_Exercise requirements:_ For the records below, print the lines from the line with "point(560, 703)" through the line with "point(362, 700)" exactly as written; include both end lines and exclude the rest.

_Saved entries:_
^^^^

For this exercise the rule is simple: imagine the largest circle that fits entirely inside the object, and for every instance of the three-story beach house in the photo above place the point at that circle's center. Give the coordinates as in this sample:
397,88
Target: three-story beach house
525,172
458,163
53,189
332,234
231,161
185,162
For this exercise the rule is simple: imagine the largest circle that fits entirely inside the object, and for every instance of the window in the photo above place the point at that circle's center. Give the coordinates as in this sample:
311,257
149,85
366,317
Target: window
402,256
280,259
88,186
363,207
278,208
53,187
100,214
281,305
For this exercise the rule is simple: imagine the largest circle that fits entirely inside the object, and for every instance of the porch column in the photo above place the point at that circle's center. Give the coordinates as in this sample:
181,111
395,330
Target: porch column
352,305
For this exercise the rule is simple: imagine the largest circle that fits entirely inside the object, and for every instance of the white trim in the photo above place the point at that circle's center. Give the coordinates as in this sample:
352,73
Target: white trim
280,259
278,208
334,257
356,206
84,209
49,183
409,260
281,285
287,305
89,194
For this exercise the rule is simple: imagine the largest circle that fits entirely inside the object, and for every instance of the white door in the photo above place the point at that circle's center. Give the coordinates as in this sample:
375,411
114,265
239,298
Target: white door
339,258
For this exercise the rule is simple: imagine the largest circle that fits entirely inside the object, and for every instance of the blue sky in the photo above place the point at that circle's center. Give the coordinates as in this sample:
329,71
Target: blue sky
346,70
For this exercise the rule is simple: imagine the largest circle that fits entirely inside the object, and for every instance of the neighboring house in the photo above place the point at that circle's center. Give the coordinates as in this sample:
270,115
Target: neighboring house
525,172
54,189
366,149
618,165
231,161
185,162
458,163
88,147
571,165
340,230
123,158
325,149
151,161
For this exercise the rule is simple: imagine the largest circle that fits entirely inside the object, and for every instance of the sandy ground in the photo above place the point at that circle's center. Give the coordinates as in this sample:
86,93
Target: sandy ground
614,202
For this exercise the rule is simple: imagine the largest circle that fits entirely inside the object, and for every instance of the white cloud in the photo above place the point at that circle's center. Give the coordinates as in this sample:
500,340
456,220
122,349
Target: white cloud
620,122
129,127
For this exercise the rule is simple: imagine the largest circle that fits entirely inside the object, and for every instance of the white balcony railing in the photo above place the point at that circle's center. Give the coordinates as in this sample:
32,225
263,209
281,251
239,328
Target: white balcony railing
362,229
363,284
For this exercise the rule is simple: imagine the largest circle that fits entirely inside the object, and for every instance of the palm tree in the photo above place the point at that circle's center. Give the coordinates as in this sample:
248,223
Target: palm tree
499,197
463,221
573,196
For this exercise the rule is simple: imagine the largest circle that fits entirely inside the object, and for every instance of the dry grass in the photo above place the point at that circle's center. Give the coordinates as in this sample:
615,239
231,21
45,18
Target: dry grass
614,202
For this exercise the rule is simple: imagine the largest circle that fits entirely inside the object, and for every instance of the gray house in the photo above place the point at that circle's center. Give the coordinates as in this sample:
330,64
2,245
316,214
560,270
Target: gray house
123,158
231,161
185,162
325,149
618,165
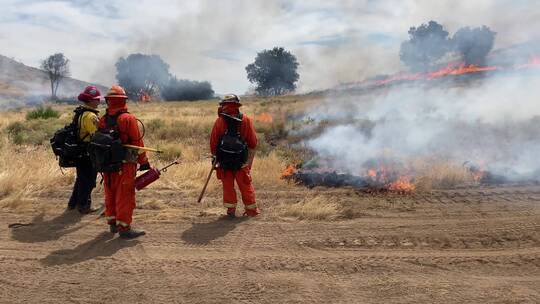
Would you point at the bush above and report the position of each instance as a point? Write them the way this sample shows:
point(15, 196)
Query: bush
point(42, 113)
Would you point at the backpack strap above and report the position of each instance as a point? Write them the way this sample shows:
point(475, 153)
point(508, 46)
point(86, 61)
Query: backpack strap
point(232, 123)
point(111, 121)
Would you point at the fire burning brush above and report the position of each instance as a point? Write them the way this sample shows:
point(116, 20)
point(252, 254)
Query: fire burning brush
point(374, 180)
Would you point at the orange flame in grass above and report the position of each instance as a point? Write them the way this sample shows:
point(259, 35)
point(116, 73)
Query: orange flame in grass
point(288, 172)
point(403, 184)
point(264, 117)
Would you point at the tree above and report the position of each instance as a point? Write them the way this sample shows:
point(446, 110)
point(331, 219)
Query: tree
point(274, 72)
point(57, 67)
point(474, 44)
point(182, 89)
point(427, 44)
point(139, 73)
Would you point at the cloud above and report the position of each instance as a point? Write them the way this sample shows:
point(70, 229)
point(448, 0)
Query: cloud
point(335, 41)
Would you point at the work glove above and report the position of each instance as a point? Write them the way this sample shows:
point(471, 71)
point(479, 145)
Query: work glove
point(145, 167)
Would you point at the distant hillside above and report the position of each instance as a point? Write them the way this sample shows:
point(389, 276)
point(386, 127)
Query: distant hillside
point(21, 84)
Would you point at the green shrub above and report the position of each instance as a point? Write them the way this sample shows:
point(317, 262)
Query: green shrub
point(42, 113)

^^^^

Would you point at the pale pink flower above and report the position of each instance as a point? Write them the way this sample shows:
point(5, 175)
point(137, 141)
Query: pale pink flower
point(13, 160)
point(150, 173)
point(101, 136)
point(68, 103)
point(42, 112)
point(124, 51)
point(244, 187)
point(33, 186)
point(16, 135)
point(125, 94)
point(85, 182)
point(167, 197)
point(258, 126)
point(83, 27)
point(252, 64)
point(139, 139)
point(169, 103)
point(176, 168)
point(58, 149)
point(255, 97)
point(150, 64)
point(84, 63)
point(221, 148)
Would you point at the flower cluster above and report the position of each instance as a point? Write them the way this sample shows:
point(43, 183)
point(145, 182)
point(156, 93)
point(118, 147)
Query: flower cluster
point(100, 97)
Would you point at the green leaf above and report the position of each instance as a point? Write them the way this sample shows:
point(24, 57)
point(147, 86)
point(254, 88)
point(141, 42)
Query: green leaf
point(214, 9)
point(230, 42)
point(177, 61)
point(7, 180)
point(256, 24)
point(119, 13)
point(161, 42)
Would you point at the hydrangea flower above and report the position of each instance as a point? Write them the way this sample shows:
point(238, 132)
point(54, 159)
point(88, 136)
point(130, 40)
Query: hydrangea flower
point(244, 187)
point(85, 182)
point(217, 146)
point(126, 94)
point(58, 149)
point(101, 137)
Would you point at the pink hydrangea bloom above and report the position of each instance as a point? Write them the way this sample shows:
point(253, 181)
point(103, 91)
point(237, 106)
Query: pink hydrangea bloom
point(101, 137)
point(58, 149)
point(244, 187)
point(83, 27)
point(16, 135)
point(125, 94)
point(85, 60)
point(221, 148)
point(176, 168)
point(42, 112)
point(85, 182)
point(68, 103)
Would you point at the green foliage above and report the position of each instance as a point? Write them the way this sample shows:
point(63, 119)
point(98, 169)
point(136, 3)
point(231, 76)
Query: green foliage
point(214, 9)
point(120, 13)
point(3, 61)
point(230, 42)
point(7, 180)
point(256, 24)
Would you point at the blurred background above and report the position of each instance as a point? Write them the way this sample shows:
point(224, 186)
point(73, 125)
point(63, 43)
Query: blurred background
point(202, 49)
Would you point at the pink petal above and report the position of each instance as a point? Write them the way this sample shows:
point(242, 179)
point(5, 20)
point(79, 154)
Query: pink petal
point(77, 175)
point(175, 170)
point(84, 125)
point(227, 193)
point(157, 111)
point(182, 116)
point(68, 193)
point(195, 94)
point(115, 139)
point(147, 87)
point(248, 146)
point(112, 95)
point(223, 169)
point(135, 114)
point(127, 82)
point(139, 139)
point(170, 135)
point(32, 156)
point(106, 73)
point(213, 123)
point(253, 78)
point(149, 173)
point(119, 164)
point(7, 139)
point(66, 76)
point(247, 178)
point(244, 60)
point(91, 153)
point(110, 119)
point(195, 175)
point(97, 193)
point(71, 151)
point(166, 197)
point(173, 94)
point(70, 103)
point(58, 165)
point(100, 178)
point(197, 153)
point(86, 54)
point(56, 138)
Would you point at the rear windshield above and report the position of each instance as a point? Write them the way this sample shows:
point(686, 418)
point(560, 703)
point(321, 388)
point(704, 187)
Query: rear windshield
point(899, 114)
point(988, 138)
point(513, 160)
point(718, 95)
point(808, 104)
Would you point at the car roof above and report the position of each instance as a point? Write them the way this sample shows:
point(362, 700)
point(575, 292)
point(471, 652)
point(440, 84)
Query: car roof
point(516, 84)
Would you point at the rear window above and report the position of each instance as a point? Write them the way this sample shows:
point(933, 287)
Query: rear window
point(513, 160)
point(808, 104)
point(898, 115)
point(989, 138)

^^^^

_Response box:_
point(560, 703)
point(321, 388)
point(704, 187)
Query: rear windshield
point(899, 114)
point(988, 138)
point(513, 160)
point(718, 95)
point(808, 104)
Would you point at the car roof above and report the position of each instance as a point? Write them the way this sample shows:
point(362, 700)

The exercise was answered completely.